What is required
Write out all the entries word for word, but skip any images.

[Dataset records about object locations]
----

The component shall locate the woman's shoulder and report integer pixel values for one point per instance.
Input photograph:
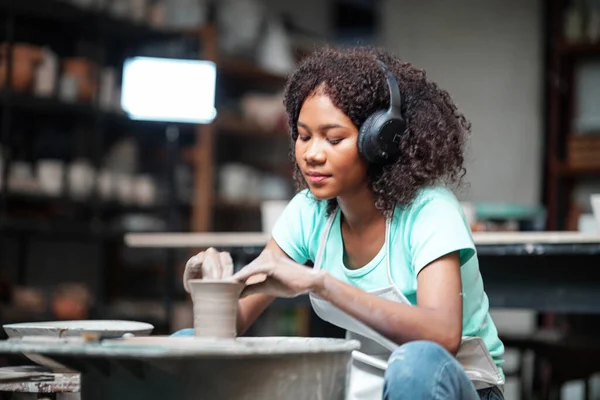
(305, 202)
(438, 196)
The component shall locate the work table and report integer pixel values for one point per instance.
(486, 242)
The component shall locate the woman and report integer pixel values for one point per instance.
(375, 143)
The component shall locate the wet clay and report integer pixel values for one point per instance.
(215, 307)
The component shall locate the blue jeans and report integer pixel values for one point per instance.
(425, 370)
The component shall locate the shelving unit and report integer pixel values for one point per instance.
(562, 175)
(29, 216)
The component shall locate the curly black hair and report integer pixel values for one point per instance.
(431, 151)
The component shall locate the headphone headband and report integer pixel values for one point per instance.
(394, 90)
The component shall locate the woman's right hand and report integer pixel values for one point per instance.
(209, 264)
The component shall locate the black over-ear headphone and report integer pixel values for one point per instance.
(379, 136)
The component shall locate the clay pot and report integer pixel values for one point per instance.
(25, 60)
(85, 73)
(215, 307)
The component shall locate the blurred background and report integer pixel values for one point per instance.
(77, 173)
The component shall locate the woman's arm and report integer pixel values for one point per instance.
(251, 307)
(437, 317)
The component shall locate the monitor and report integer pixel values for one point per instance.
(169, 90)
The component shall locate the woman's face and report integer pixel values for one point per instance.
(326, 150)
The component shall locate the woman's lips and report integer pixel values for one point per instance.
(316, 178)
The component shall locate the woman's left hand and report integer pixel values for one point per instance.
(278, 276)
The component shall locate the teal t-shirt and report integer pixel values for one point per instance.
(432, 226)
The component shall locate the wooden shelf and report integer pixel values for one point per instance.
(246, 70)
(244, 206)
(86, 21)
(228, 123)
(51, 105)
(579, 49)
(564, 169)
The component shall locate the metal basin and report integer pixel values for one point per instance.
(182, 368)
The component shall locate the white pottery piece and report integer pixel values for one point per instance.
(59, 329)
(215, 307)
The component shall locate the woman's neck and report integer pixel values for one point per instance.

----

Problem solution
The component shall locate the woman's shoulder and report integer pixel values for one point per instance.
Input photograph:
(305, 202)
(438, 196)
The component shall locate the work table and report integer pixel values for one point per instance.
(486, 242)
The component shall locate the woman and report integer pixel values for one point per instance.
(375, 143)
The component shall locate the wet clay and report integer pixel values for one point per instance.
(215, 307)
The component shall locate the blue jeans and report integer pixel values for one point per instance.
(425, 370)
The component shall locate the shelving unit and report integer pixel values for one point per instance.
(562, 175)
(29, 216)
The component shall locate the curly black hair and report integer pixel values for one point per instance.
(431, 151)
The component shall locate the headphone headband and report integer pixel values for one point per instance.
(394, 90)
The component shall locate the woman's right hand and report integer pixel values for one point per instance.
(209, 264)
The component shall locate the black over-ear headphone and report integer pixel values for one point per instance.
(379, 136)
The component shall locate the clay pot and report integer pixel values for one point per instance.
(25, 60)
(85, 73)
(215, 307)
The component shall locate the blurred background and report integer pixel values for one point per instance.
(77, 173)
The component shall locate the woman's arm and report integer pixel values for one point per instance.
(251, 307)
(437, 317)
The component shall locate the monitor and report integer pixel values for one point per instance.
(169, 90)
The component shall locate the woman's face and report integer pixel values for one point per instance.
(326, 150)
The component shall locate the woman's lips and report integer pixel values for one point per instance.
(316, 178)
The component shall locate the woman's left hand and report integer pixel values for one point per instance.
(278, 276)
The component shall locate the teal t-shirt and report integer pixel values for one point per instance.
(432, 226)
The component shall locate the wooden shelf and report integer pixel values for one point per instance.
(246, 70)
(244, 206)
(86, 21)
(228, 123)
(51, 105)
(579, 49)
(564, 169)
The component shall locate the metal basin and report integer pixel values for one point per instance.
(182, 368)
The component shall locate the white pottery piece and report integer pixel values for one point per instance.
(59, 329)
(215, 307)
The component shall locate the woman's neck and report integer pixel values for one point per instance.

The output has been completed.